■ Extract provided ■
╔══
Friday, June 8, 2012

I am glass. I crack and burn and jump but I don't leave. I hide in the cracks you missed, watching you fall apart. I'm broken, but I'm together in different forms. You are broken.

Tuesday, August 9, 2011

Rubber paint chips at the lid. Black circles mark your lost nights. Waking up seems so trivial to you at this point. Your hands are writhed in glass. You move and a thousand tiny cracks puncture diamonds into your flesh. Your hair is thin as ice, rough and chapped. Your knuckles are hard as stone as they crack to the rhythm of your hate. Each stutter and hard gasp is left in anger.

Torn between the divides

My heart throbs against my chest and barren bones for ribs. It's thumping loudly in the silence. My tongue grazes chapped lips, locking in moisture that is bound to leave a dirty mark. My words relay a message for you, but means something for him. I know I'm over you.

I sometimes think about the curve of his jaw. The way it sets when he's smirking.

Tuesday, June 15, 2010

Daughter, you're one of a kind.

Mother, do you see me? See through me? Paper thin, smudges of lead. Smeared. Messy. I'm pulling through, mother, hold on. I'm pulling through. Rumble, Rumble my stomach aches. My eyes see two. Floating figures dancing in pairs. Short, sick gasps of air. Can you hear me? Hear me struggling for breath, mother? I know you just want to break free. Am I keeping you prisoner? I'm keeping myself prisoner.

You taught my heart a sense I never knew I had.

Nasty blues and blacks surround your composure. Your smile is weak, but pleading. Do you see mine too, mother? Do you see how we match? We always wear the same colors. We always wear the same lines. Our blood always carries the same medicine. Helping, healing, destroying, deteriorating. Your body is frozen to the touch, a perfectly sculpted crystal. Fire licks at your glass bones, shivering. Do you see me shiver, mother? I'm so cold. So cold.

I stare blank. The colors mesh. The dark, stiff air surrounds me and hugs me closely. My knees shield me. Outside, the earth moves in distant patterns, but in here, life is still. Silence. Dark shadows. A picture curls from the dust playing with its frame. My lids kiss. They are pressed tightly, fearful of the slim shards of light. I see night. Do you see it, too, mother? Eternal darkness in view -- alluring and seducing. I'm tempted.
╚══
In the dated journal pieces, why are the speaker's eyelids pressed tightly together? Answer in one to three sentences. The entries after this text aren't needed.

■ Provided material ■
╔══
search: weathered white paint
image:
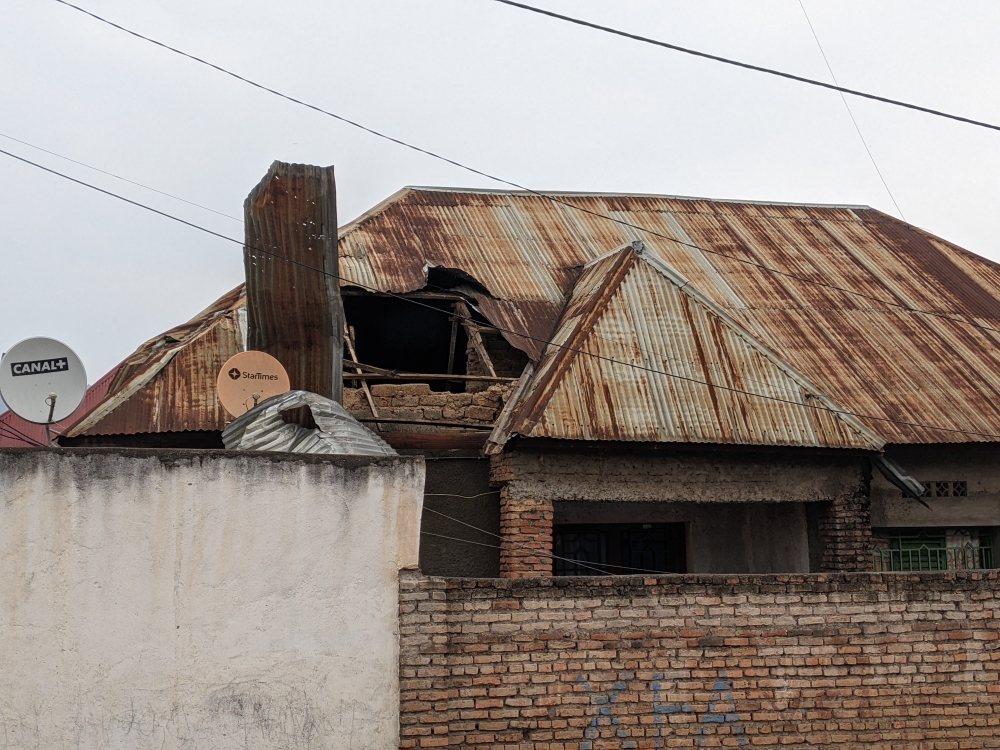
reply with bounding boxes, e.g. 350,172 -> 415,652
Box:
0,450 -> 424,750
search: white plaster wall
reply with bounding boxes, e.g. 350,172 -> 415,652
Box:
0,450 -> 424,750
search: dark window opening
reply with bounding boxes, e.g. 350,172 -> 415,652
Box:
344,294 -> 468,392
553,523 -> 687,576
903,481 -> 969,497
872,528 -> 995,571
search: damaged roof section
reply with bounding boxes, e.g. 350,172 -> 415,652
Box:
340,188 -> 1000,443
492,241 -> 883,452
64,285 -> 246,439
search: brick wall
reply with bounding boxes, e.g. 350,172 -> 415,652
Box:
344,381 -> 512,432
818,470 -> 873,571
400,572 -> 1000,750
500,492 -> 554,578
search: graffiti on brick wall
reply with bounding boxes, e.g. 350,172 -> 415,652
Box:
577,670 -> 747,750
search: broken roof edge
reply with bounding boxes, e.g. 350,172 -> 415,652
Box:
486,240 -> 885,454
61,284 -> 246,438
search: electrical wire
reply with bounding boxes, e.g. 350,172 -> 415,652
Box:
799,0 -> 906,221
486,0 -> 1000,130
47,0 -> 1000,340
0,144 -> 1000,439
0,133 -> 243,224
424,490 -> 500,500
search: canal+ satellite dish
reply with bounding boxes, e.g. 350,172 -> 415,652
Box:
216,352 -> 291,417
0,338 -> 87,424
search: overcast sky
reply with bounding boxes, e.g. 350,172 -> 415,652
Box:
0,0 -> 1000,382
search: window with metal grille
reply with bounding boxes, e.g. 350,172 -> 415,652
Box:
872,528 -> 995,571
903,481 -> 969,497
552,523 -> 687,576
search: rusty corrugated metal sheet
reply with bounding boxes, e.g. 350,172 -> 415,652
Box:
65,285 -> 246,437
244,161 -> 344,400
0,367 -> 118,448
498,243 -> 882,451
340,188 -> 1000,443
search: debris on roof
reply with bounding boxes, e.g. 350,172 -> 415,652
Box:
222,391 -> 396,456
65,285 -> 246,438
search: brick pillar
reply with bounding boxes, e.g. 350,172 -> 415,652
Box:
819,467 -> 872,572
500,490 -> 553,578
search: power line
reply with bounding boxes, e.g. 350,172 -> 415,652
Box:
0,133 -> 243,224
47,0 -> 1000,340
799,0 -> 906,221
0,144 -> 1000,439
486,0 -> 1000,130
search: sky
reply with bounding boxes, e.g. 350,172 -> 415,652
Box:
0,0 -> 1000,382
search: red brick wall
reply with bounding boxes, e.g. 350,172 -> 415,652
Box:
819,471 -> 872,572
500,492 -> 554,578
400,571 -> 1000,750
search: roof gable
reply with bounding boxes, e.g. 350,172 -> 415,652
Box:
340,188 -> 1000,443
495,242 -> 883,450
╚══
■ Completed exercise ■
The lids are pressed tightly because they are fearful of the slim shards of light.